— Start SOURCE MATERIAL —

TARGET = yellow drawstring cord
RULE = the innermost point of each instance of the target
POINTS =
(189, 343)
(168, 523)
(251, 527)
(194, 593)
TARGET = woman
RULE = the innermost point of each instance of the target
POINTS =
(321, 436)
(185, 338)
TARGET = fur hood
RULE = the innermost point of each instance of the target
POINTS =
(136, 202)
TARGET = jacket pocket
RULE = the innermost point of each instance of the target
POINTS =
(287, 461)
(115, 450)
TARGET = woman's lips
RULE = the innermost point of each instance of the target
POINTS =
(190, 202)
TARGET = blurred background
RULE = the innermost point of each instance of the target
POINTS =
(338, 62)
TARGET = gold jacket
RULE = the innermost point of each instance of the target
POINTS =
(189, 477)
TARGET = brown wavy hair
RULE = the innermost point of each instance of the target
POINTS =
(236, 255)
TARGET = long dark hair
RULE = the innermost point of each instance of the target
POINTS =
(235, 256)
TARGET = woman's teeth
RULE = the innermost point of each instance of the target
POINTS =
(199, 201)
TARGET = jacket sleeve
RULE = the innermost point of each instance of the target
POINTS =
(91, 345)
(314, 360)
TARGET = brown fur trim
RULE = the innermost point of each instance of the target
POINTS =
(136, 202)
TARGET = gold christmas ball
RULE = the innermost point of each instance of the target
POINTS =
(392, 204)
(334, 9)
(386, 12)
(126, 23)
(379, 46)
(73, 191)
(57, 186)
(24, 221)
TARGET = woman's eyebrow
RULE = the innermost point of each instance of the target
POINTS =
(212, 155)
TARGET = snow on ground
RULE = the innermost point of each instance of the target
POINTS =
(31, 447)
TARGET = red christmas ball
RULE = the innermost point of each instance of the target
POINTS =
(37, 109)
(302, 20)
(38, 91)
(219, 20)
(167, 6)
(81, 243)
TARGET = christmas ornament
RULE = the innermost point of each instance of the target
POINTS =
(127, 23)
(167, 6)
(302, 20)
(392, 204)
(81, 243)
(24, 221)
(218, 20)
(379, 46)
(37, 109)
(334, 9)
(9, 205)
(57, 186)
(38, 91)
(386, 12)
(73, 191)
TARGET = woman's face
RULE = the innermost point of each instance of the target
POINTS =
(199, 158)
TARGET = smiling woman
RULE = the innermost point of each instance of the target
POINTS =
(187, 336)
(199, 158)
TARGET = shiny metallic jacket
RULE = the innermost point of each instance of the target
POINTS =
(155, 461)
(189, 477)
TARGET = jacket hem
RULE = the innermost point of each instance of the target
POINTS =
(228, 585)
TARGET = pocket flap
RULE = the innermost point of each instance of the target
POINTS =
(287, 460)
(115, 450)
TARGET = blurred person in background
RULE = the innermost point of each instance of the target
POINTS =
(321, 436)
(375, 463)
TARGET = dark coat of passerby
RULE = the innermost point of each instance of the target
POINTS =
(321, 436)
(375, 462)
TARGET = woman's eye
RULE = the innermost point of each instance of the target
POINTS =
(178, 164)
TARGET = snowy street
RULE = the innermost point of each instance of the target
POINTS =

— End SOURCE MATERIAL —

Repeat, without changes, every line from the one that contains "TARGET = red christmas ball" through the final line of the data.

TARGET = red christmas ball
RULE = the innermost point of each instance of the target
POINTS =
(37, 109)
(302, 20)
(38, 91)
(219, 20)
(167, 6)
(81, 243)
TARGET = christmas ornament
RULE = the innermost point of each instance of the target
POINTS =
(127, 23)
(167, 6)
(302, 20)
(392, 204)
(81, 243)
(24, 221)
(218, 20)
(379, 46)
(37, 109)
(334, 9)
(9, 205)
(57, 186)
(38, 91)
(386, 12)
(73, 191)
TARGET = woman's face
RULE = the innermost point of each instance of the target
POINTS =
(199, 158)
TARGET = smiling woman
RULE = the innermost point of each instance of the target
POINTS =
(187, 336)
(199, 158)
TARGET = shiny metallic jacket
RULE = the innermost point of each instance of the target
POINTS =
(155, 461)
(189, 477)
TARGET = jacket hem
RULE = the innermost point of each instance of the target
POINTS =
(228, 585)
TARGET = pocket flap
RULE = the innermost point of each instance of the target
POINTS =
(287, 460)
(115, 450)
TARGET = blurred person in background
RULE = the innermost point of each instance of the target
POINTS =
(321, 436)
(375, 463)
TARGET = dark coat of passerby
RULE = the innermost point of each instance of the target
POINTS =
(321, 436)
(375, 462)
TARGET = woman's eye
RULE = the innermost point of each instance of the target
POINTS =
(178, 164)
TARGET = snowy street
RULE = the innermost point of each instance of the target
POINTS =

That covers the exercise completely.